Starting with the line that contains "For the evaluation set, spot each instance of the dirt" and going on through the end of the entries, write those lines out again with "overcast sky" changed to "cloudy sky" and nothing else altered.
::: Dataset entries :::
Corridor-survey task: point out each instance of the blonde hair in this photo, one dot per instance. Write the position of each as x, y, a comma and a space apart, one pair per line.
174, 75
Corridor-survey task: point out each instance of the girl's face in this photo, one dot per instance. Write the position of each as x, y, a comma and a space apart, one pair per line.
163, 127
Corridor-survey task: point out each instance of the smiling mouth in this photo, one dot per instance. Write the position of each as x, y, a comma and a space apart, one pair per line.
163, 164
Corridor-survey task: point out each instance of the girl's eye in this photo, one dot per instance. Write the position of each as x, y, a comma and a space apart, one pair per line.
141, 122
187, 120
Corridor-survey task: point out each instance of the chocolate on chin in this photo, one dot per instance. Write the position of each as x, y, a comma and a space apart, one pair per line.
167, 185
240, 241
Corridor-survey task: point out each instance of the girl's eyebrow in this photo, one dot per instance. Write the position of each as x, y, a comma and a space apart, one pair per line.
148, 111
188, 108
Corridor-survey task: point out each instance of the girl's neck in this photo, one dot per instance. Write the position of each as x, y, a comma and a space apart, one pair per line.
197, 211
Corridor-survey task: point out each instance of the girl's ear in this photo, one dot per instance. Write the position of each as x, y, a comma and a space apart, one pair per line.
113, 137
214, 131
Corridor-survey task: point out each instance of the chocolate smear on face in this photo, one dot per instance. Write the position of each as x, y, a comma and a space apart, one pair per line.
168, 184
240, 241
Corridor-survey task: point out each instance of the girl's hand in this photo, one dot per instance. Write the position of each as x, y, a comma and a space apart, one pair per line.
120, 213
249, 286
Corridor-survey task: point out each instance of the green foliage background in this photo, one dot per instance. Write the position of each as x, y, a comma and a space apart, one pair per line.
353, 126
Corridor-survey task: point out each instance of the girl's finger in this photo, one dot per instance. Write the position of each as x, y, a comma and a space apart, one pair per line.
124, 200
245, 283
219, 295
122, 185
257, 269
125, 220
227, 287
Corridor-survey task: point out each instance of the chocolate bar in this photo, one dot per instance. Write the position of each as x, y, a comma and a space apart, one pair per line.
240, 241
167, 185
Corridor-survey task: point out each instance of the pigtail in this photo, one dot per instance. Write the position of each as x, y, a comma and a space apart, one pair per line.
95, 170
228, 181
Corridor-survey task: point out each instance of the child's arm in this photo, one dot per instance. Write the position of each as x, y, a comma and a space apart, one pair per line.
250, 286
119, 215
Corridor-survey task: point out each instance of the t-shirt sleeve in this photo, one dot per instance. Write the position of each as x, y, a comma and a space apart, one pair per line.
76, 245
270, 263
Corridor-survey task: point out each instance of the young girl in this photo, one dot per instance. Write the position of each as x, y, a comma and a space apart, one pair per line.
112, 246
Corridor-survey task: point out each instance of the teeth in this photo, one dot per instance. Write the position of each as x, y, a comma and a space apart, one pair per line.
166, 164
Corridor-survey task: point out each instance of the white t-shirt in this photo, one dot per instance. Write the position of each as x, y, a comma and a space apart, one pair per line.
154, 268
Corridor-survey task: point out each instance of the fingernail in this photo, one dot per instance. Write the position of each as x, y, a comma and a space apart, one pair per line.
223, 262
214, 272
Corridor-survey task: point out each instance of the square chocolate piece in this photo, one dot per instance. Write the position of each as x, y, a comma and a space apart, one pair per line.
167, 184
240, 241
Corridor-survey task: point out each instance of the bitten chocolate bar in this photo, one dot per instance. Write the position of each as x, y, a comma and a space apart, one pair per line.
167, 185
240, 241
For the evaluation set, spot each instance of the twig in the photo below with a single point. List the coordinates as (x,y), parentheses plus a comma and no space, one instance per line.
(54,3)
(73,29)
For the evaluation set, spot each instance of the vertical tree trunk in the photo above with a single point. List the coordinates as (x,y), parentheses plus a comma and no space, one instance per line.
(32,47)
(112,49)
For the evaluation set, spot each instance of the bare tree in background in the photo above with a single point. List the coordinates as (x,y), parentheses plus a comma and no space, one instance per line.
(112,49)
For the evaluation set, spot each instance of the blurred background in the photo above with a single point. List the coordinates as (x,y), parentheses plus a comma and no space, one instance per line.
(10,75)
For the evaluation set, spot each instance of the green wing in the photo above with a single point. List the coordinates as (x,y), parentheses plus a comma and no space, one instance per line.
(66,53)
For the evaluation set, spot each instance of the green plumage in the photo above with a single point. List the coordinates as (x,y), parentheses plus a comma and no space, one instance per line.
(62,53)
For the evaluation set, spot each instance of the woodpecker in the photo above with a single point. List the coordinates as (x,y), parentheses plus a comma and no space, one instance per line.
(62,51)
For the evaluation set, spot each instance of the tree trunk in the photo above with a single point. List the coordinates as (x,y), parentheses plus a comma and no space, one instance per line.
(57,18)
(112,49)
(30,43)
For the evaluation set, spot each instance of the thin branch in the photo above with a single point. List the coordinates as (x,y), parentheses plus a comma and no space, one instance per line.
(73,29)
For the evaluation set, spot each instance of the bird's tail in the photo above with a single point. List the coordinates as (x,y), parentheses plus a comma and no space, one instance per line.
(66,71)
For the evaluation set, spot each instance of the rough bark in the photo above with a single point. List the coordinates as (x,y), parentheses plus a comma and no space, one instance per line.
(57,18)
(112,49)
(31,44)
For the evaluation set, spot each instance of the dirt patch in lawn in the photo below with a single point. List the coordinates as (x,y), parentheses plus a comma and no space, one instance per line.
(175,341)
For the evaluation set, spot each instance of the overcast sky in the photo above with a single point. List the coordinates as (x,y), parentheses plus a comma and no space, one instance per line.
:::
_Written reply:_
For the evaluation set, spot each instance of the dirt patch in lawn in the photo below with a single point. List the coordinates as (x,y), parentheses plus a comma and no space, one instance per line.
(175,341)
For the evaluation set, spot each instance of the cloudy sky in the photo above with a single point. List the coordinates as (x,y), parentheses plus a comma and no space, one instance per line.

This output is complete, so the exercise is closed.